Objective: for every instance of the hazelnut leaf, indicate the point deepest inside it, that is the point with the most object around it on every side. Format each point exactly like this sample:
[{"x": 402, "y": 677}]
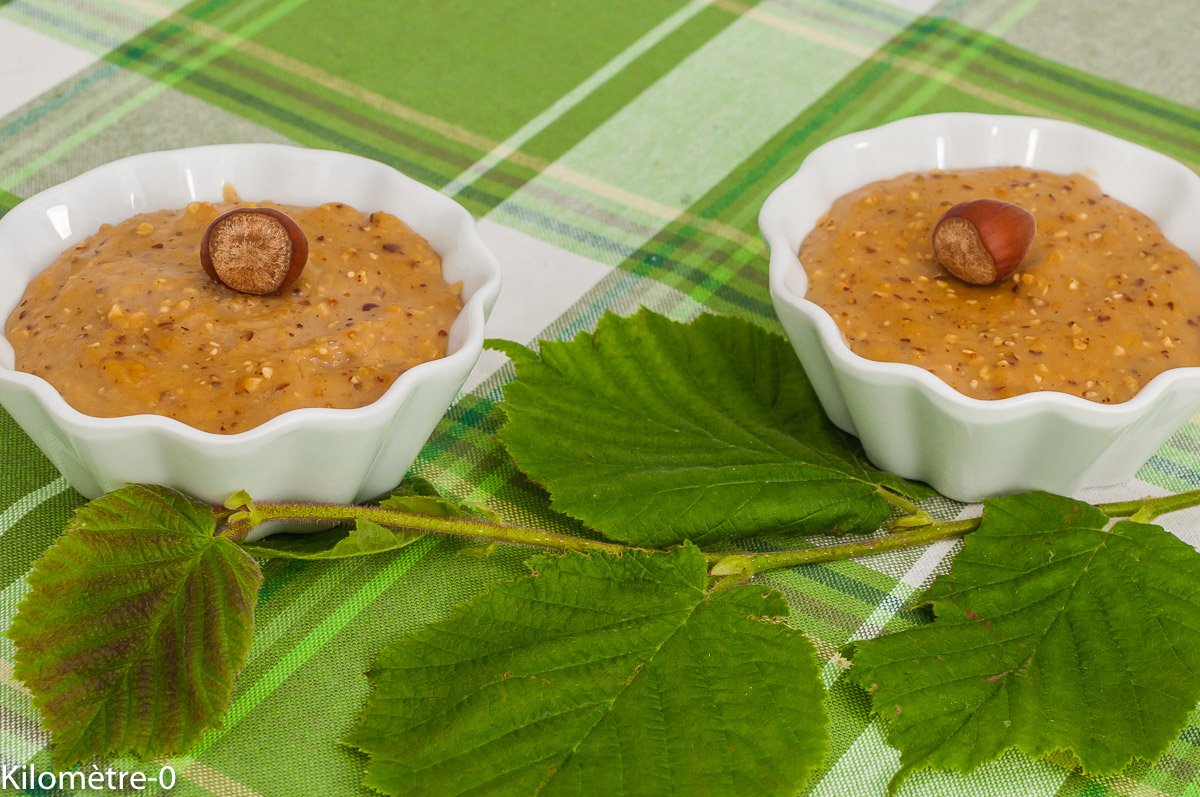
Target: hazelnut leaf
[
  {"x": 1053, "y": 633},
  {"x": 136, "y": 622},
  {"x": 601, "y": 675},
  {"x": 654, "y": 432}
]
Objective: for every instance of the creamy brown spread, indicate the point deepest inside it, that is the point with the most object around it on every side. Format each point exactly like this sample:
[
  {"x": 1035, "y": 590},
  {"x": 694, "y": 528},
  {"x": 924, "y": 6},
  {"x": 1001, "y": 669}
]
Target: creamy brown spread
[
  {"x": 126, "y": 322},
  {"x": 1101, "y": 305}
]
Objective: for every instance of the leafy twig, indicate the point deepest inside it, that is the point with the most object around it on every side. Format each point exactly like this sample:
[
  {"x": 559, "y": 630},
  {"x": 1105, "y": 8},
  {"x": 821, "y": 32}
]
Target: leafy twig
[{"x": 727, "y": 564}]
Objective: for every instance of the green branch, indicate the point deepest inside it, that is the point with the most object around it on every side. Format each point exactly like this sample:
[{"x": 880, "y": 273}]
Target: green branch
[{"x": 730, "y": 567}]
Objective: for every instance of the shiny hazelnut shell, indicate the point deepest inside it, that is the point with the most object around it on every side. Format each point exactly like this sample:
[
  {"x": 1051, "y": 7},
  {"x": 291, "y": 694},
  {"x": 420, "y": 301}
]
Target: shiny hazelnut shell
[
  {"x": 253, "y": 250},
  {"x": 984, "y": 240}
]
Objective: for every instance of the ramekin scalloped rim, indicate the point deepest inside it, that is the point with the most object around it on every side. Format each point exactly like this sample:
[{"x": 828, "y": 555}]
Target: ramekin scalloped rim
[
  {"x": 911, "y": 421},
  {"x": 311, "y": 454}
]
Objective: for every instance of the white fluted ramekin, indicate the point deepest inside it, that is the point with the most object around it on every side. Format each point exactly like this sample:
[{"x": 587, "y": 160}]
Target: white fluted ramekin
[
  {"x": 910, "y": 421},
  {"x": 316, "y": 454}
]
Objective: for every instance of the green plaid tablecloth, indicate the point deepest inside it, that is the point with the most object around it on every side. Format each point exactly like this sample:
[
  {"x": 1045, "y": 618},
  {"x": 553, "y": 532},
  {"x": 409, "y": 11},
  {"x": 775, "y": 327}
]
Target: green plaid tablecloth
[{"x": 617, "y": 154}]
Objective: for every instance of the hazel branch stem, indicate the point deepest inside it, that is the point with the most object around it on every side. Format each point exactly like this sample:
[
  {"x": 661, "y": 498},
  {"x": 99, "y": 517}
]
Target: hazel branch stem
[
  {"x": 736, "y": 565},
  {"x": 1151, "y": 508},
  {"x": 472, "y": 528}
]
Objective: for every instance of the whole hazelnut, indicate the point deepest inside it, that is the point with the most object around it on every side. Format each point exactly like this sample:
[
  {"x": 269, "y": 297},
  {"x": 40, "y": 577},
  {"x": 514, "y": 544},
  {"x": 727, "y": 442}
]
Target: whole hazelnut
[
  {"x": 255, "y": 250},
  {"x": 984, "y": 240}
]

_WHAT IS BEING ASKED_
Present every line of the records above as a numbered list, dropping any blank lines. Leave the pictures out.

_EXERCISE RESPONSE_
1. Objective: for every instance of the hazelnut leaf, indicate the point deepest inside it, that is the point with the most object around it on every side. Format each point exactly like this sample:
2. [{"x": 402, "y": 677}]
3. Target: hazelnut leaf
4. [
5.   {"x": 1053, "y": 633},
6.   {"x": 136, "y": 622},
7.   {"x": 601, "y": 675},
8.   {"x": 654, "y": 432}
9. ]
10. Objective: for every instance of the creamy brown spread, indicate the point deepest inside it, that is the point with the most object around it on every side. Format each point exactly like this sample:
11. [
12.   {"x": 1035, "y": 590},
13.   {"x": 694, "y": 528},
14.   {"x": 924, "y": 6},
15.   {"x": 1001, "y": 669}
16. ]
17. Target: creamy brown spread
18. [
19.   {"x": 126, "y": 322},
20.   {"x": 1101, "y": 305}
21. ]
22. Objective: for every instance of the leafy twig, indicate the point deepest inside it, that is the point with the most object around it on every side. Format each point exactly like this sample:
23. [
24.   {"x": 559, "y": 630},
25.   {"x": 1105, "y": 8},
26.   {"x": 821, "y": 32}
27. ]
28. Target: leafy twig
29. [{"x": 727, "y": 564}]
30. Objective: for every instance of the green branch, indicate the point deepest inside it, that is the point with the most object around it on every side. Format each point exactly like this sample:
31. [{"x": 880, "y": 273}]
32. Target: green branch
33. [{"x": 730, "y": 567}]
34. Objective: for every instance of the shiny hazelnut shell, indicate the point deepest inside it, that is the point with the most object around it on every side. Format each point exactly like this sample:
35. [
36.   {"x": 1051, "y": 7},
37.   {"x": 291, "y": 694},
38.   {"x": 420, "y": 301}
39. ]
40. Target: shiny hazelnut shell
41. [
42.   {"x": 253, "y": 250},
43.   {"x": 984, "y": 240}
44. ]
45. Objective: for every instance of the ramekin scalloped rim, indicate the point deepest inside it, that is the point with the most object around it on every side. Format each point exactly like this sample:
46. [{"x": 828, "y": 555}]
47. Target: ramekin scalloped rim
48. [
49.   {"x": 911, "y": 421},
50.   {"x": 311, "y": 454}
51. ]
52. Objective: for every instance of the white fluted ramekin, indicate the point deepest inside it, that is the point with the most object around it on every side. Format each point exactly like this sample:
53. [{"x": 587, "y": 160}]
54. Target: white fluted ramekin
55. [
56.   {"x": 910, "y": 421},
57.   {"x": 316, "y": 454}
58. ]
59. Objective: for every instance of the green plaid tablecloth, indicate the point deepest inside it, that is the point with the most object around it on every side. Format each point exactly like this sample:
60. [
61.   {"x": 1045, "y": 618},
62.   {"x": 553, "y": 532},
63.   {"x": 409, "y": 11},
64.   {"x": 775, "y": 327}
65. ]
66. Target: green plaid tablecloth
67. [{"x": 617, "y": 154}]
68. Objective: for every instance of the hazel branch stem, indicate the point deepest inside it, that is the point with the most object around it on every side. Format each point exactly like this sample:
69. [
70.   {"x": 661, "y": 498},
71.   {"x": 99, "y": 517}
72. ]
73. Target: hazel branch stem
74. [
75.   {"x": 736, "y": 565},
76.   {"x": 1151, "y": 508},
77.   {"x": 472, "y": 528}
78. ]
79. Objective: for every instance of the whole hazelnut, indicate the point deepest inside it, that is the point with the most object around it on every side. Format each point exactly like this sample:
80. [
81.   {"x": 269, "y": 297},
82.   {"x": 40, "y": 577},
83.   {"x": 514, "y": 544},
84.   {"x": 727, "y": 442}
85. ]
86. Target: whole hazelnut
87. [
88.   {"x": 255, "y": 250},
89.   {"x": 984, "y": 240}
90. ]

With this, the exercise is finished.